Кажется, никто в Германии не сомневается, что огромные жертвы этого поколения студентов могут завершиться лишь тяжелым разочарованием, и не видно, чтобы кто-нибудь серьезно задумывался об этой проблеме. Единственным решением было бы закрытие ряда немецких университетов вместе с безжалостным отсевом выпускников средних школ, возможно, даже введение в других отношениях спорной французской системы конкурсных экзаменов, когда число успешных кандидатов заранее определяется количеством имеющихся мест. Вместо обсуждения мероприятий в этом или ином духе баварское правительство лишь недавно открыло еще один (четвертый) университет в Баварии, а французские оккупационные власти, в противоречащем здравому смыслу стремлении улучшить германскую культуру, даже создали совершенно новый университет в Майнце – что означало появление там шести тысяч студентов, которое усугубило и без того отчаянное положение с жильем в почти полностью разрушенном городе. И действительно, в нынешних условиях потребовалось бы крайнее мужество для принятия мер, которые насильственно опустошили бы университеты; это было бы подобно тому, чтобы лишить отчаявшегося человека его последнего шанса, даже несмотря на то, что этот шанс стал шансом азартного игрока. Какой курс примет политическое развитие в Германии, когда целый класс разочарованных и голодных интеллектуалов придет в соприкосновение с безразличным и угрюмым населением, остается только догадываться.
Даже те наблюдатели политики союзников в Германии, которые имели опасения по поводу денацификации и видели, что система свободного предпринимательства может вести только к возвышению политически нежелательных элементов, возлагали существенные надежды на программу федерализации, в рамках которой Германия была разделена на земли (Lander) с обширными полномочиями местных властей. Она казалась бесспорно правильной во многих отношениях: она будет защитой от чрезмерной концентрации власти и тем самым снимет понятные, даже если и преувеличенные, опасения соседей Германии; она подготовит немецкий народ к ожидаемой федерализации Европы; она научит демократии на низовом уровне в сфере общинного или местного самоуправления, где люди имеют свои непосредственные интересы и, предположительно, хорошо ориентируются, и это может быть противовесом нацистской мегаломании, которая научила немцев мыслить континентами и планировать на века.

> [ИСХОДНЫЕ СТРОКИ]

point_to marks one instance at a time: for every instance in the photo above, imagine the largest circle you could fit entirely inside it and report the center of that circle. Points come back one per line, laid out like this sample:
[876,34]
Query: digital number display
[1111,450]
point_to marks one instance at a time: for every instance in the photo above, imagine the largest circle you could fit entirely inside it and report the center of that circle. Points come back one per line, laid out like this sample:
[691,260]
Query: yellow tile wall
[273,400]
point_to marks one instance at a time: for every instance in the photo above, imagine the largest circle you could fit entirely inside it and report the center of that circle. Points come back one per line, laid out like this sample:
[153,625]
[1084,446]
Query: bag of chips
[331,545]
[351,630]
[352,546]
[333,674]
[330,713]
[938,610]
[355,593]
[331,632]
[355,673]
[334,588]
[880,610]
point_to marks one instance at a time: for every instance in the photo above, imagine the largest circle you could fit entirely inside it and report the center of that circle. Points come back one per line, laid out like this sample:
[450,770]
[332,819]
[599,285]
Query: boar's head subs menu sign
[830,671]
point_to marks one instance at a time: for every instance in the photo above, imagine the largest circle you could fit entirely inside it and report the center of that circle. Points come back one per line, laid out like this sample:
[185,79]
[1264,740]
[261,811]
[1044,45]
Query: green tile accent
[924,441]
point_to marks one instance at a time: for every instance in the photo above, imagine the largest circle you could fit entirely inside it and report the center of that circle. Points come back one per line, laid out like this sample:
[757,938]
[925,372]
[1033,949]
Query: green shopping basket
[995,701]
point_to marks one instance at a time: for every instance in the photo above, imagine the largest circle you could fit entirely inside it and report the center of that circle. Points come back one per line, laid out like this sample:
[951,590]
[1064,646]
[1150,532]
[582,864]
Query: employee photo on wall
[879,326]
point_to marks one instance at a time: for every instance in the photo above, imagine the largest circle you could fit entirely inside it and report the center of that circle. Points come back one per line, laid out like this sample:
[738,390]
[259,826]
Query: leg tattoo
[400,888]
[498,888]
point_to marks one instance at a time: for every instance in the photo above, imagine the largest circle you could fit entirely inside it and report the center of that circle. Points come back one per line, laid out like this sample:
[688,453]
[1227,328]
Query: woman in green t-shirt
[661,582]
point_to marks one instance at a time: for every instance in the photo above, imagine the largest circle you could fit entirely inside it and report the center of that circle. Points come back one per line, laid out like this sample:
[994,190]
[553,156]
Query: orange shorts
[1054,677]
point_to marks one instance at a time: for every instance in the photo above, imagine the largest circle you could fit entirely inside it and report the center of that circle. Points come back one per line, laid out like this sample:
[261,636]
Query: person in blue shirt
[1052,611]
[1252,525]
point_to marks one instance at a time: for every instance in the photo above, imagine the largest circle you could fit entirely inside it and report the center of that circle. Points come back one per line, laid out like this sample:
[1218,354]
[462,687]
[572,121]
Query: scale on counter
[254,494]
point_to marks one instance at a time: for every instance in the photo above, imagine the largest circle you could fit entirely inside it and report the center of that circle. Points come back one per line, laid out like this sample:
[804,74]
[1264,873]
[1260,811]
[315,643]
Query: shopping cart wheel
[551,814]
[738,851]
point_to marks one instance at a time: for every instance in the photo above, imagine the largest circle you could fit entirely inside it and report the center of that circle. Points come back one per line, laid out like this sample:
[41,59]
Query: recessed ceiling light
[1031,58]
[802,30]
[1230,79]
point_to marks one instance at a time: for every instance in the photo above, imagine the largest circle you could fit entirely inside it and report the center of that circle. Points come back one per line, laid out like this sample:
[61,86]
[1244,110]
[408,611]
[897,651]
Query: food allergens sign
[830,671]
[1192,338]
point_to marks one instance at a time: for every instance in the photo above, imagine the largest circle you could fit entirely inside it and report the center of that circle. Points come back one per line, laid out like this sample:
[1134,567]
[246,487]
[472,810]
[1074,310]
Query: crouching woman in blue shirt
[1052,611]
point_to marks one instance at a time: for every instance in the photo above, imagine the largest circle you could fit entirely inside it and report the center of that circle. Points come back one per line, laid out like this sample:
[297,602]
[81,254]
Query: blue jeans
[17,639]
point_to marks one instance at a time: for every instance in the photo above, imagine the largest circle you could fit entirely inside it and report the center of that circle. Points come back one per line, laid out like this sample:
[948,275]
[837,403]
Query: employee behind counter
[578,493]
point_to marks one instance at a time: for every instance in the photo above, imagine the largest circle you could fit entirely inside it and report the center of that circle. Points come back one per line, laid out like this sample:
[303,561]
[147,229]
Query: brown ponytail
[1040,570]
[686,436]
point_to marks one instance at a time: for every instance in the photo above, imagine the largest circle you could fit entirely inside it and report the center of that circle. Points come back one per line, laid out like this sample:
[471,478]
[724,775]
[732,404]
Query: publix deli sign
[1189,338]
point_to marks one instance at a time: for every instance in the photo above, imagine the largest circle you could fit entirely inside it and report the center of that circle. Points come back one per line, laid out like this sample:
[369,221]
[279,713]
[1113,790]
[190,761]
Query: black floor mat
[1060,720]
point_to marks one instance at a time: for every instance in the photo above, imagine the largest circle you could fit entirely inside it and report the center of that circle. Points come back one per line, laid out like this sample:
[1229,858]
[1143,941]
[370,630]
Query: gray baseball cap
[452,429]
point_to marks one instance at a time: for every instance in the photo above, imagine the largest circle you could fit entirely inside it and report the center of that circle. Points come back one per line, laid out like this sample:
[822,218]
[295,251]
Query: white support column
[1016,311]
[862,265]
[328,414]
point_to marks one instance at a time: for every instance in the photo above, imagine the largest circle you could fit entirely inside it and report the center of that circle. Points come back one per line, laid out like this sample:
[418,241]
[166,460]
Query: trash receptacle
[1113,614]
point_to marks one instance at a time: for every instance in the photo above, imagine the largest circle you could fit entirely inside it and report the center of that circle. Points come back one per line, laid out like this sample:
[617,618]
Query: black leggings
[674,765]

> [УСЛОВИЕ ЗАДАНИЯ 1] Сколько студентов появилось в Майнце после создания там нового университета, согласно фрагменту документа?
> [УСЛОВИЕ ЗАДАНИЯ 2]
Определите, согласуются ли с фрагментом документа утверждения (a), (b) и (c). Для каждого ответьте «да» или «нет» и приведите дословно решающие слова фрагмента.
(a) Баварское правительство недавно открыло в Баварии четвертый университет.
(b) По программе федерализации Германию разделили на земли с ограниченными полномочиями местных властей.
(c) Новый университет в Майнце создали американские оккупационные власти.

> [РЕЗУЛЬТАТ ЗАДАНИЯ 1] Шесть тысяч студентов.

> [РЕЗУЛЬТАТ ЗАДАНИЯ 2]
(a) Да: «баварское правительство лишь недавно открыло еще один (четвертый) университет в Баварии».
(b) Нет: «Германия была разделена на земли (Lander) с обширными полномочиями местных властей».
(c) Нет: «французские оккупационные власти, в противоречащем здравому смыслу стремлении улучшить германскую культуру, даже создали совершенно новый университет в Майнце».